**Written problem A:** In the text on weighted orthogonal regression below, what does the routine return?

Estimate error on slope of linear regression given data with associated uncertainty
Here's a method for doing weighted orthogonal regression of a straight line, based on the formulae in Krystek/Anton and York:
ortlinfit[data_?MatrixQ, errs_?MatrixQ] :=
Module[{n = Length[data], c, ct, dk, dm, k, m, p, s, st, ul, vl, w, wt, xm, ym},
(* yes, I know I could have used FindFit[] for this... *)
{ct, st, k} = Flatten[MapAt[Normalize[{1, #}] &,
NArgMin[Norm[Function[{x, y}, y - \[FormalM] x - \[FormalK]] @@@ data],
{\[FormalM], \[FormalK]}], 1]];
(* find orthogonal regression coefficients *)
{c, s, p} = FindArgMin[{
Total[(data.{-\[FormalS], \[FormalC]} -
\[FormalP])^2/((errs^2).{\[FormalS]^2, \[FormalC]^2})],
\[FormalC]^2 + \[FormalS]^2 == 1},
{{\[FormalC], ct}, {\[FormalS], st}, {\[FormalP], k/ct}}];
(* slope and intercept *)
{m, k} = {s, p}/c;
wt = 1/errs^2; w = (Times @@@ wt)/(wt.{1, m^2});
{xm, ym} = w.data/Total[w];
ul = data[[All, 1]] - xm; vl = data[[All, 2]] - ym;
(* uncertainties in slope and intercept *)
dm = w.(m ul - vl)^2/w.ul^2/(n - 2);
dk = dm (w.data[[All, 1]]^2/Total[w]);
{Function[\[FormalX], Evaluate[{m, k}.{\[FormalX], 1}]], Sqrt[{dm, dk}]}] /;
Dimensions[data] === Dimensions[errs]
ortlinfit[]
expects data
to contain the $(x_j,y_j)$ pairs, and errs
to contain the corresponding uncertainties $(\rm{dx}_j,\rm{dy}_j)$. The routine returns the best-fit line as a pure function, as well as the uncertainties in the slope and intercept ($\sigma_m$ and $\sigma_k$).

**Given records:**

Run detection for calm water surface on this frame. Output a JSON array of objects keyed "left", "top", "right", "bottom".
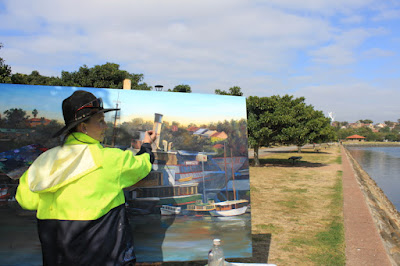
[
  {"left": 0, "top": 209, "right": 252, "bottom": 265},
  {"left": 347, "top": 147, "right": 400, "bottom": 210}
]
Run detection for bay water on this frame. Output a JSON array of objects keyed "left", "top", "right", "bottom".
[{"left": 346, "top": 146, "right": 400, "bottom": 211}]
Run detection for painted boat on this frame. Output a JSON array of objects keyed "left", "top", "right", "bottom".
[
  {"left": 209, "top": 200, "right": 249, "bottom": 217},
  {"left": 0, "top": 187, "right": 11, "bottom": 200},
  {"left": 160, "top": 205, "right": 181, "bottom": 216},
  {"left": 186, "top": 200, "right": 215, "bottom": 215}
]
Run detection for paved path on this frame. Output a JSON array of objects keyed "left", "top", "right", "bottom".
[{"left": 342, "top": 148, "right": 392, "bottom": 266}]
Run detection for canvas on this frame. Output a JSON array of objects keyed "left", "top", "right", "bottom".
[{"left": 0, "top": 84, "right": 252, "bottom": 265}]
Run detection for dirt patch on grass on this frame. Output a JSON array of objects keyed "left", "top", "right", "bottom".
[{"left": 250, "top": 147, "right": 344, "bottom": 265}]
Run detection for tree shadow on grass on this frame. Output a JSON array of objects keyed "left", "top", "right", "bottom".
[
  {"left": 156, "top": 234, "right": 271, "bottom": 266},
  {"left": 249, "top": 158, "right": 327, "bottom": 168}
]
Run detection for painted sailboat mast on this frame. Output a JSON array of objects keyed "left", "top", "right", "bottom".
[
  {"left": 224, "top": 141, "right": 229, "bottom": 200},
  {"left": 200, "top": 151, "right": 207, "bottom": 203},
  {"left": 231, "top": 148, "right": 236, "bottom": 200}
]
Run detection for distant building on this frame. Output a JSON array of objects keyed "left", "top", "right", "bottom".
[
  {"left": 346, "top": 135, "right": 365, "bottom": 141},
  {"left": 26, "top": 117, "right": 51, "bottom": 127},
  {"left": 187, "top": 126, "right": 200, "bottom": 132}
]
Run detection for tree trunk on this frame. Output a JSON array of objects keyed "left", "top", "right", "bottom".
[{"left": 254, "top": 145, "right": 260, "bottom": 166}]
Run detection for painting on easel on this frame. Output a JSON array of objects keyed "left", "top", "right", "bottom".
[{"left": 0, "top": 84, "right": 252, "bottom": 264}]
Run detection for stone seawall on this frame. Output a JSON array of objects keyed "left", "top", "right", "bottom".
[{"left": 345, "top": 149, "right": 400, "bottom": 265}]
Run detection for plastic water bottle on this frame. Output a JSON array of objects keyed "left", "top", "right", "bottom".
[{"left": 208, "top": 239, "right": 225, "bottom": 266}]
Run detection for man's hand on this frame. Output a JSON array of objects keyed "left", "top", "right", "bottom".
[{"left": 143, "top": 130, "right": 157, "bottom": 144}]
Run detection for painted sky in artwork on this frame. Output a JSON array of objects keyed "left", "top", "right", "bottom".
[
  {"left": 0, "top": 84, "right": 246, "bottom": 125},
  {"left": 0, "top": 0, "right": 400, "bottom": 123}
]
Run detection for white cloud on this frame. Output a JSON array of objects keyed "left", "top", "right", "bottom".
[
  {"left": 0, "top": 0, "right": 400, "bottom": 120},
  {"left": 363, "top": 48, "right": 396, "bottom": 58}
]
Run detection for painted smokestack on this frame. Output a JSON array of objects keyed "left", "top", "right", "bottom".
[{"left": 153, "top": 113, "right": 163, "bottom": 150}]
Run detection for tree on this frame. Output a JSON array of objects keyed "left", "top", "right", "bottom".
[
  {"left": 246, "top": 96, "right": 275, "bottom": 166},
  {"left": 4, "top": 108, "right": 29, "bottom": 128},
  {"left": 279, "top": 97, "right": 336, "bottom": 152},
  {"left": 383, "top": 120, "right": 395, "bottom": 127},
  {"left": 215, "top": 86, "right": 243, "bottom": 96},
  {"left": 168, "top": 84, "right": 192, "bottom": 93},
  {"left": 0, "top": 43, "right": 11, "bottom": 83},
  {"left": 32, "top": 108, "right": 39, "bottom": 118},
  {"left": 61, "top": 63, "right": 151, "bottom": 90},
  {"left": 358, "top": 119, "right": 373, "bottom": 124}
]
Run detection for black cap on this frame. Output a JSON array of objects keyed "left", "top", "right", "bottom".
[{"left": 53, "top": 90, "right": 120, "bottom": 138}]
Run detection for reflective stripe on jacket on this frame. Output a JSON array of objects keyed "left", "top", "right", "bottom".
[{"left": 16, "top": 132, "right": 151, "bottom": 220}]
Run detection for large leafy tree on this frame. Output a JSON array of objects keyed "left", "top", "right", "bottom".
[
  {"left": 215, "top": 86, "right": 243, "bottom": 96},
  {"left": 279, "top": 96, "right": 337, "bottom": 152},
  {"left": 168, "top": 84, "right": 192, "bottom": 93},
  {"left": 0, "top": 43, "right": 11, "bottom": 83},
  {"left": 61, "top": 63, "right": 151, "bottom": 90},
  {"left": 4, "top": 108, "right": 29, "bottom": 128},
  {"left": 247, "top": 95, "right": 336, "bottom": 165},
  {"left": 247, "top": 96, "right": 275, "bottom": 166}
]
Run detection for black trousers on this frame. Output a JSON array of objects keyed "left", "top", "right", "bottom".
[{"left": 38, "top": 204, "right": 136, "bottom": 266}]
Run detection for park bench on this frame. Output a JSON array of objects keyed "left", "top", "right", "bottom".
[{"left": 289, "top": 156, "right": 302, "bottom": 164}]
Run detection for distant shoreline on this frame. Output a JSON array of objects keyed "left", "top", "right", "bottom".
[{"left": 342, "top": 142, "right": 400, "bottom": 147}]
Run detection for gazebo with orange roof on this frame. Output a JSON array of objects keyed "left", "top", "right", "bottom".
[{"left": 346, "top": 135, "right": 365, "bottom": 141}]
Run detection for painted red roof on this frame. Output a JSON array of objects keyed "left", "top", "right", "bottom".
[
  {"left": 187, "top": 126, "right": 199, "bottom": 132},
  {"left": 346, "top": 135, "right": 365, "bottom": 139}
]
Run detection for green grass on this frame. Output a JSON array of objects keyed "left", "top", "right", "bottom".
[
  {"left": 256, "top": 224, "right": 283, "bottom": 234},
  {"left": 310, "top": 171, "right": 346, "bottom": 265},
  {"left": 281, "top": 171, "right": 346, "bottom": 265},
  {"left": 282, "top": 188, "right": 308, "bottom": 193}
]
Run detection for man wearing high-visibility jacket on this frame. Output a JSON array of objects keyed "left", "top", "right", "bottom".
[{"left": 16, "top": 91, "right": 156, "bottom": 265}]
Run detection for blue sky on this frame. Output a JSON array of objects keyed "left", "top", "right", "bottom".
[
  {"left": 0, "top": 0, "right": 400, "bottom": 122},
  {"left": 0, "top": 83, "right": 246, "bottom": 126}
]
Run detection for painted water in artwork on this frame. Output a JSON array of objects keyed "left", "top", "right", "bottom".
[{"left": 0, "top": 84, "right": 252, "bottom": 265}]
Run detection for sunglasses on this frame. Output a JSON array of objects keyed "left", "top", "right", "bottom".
[{"left": 75, "top": 98, "right": 103, "bottom": 120}]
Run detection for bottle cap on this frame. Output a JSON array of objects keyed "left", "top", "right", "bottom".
[{"left": 213, "top": 238, "right": 221, "bottom": 246}]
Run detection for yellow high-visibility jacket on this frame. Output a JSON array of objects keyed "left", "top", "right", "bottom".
[{"left": 16, "top": 132, "right": 151, "bottom": 220}]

**Written problem B:** Gather every line of the records above that contains the string "high", with case counting.

**Right answer A:** It returns the best-fit line as a pure function, along with the uncertainties in the slope and intercept.

**Right answer B:**
Run detection for man wearing high-visibility jacket on this frame. Output a JSON array of objects keyed "left", "top", "right", "bottom".
Run detection for yellow high-visibility jacket on this frame. Output a JSON array of objects keyed "left", "top", "right", "bottom".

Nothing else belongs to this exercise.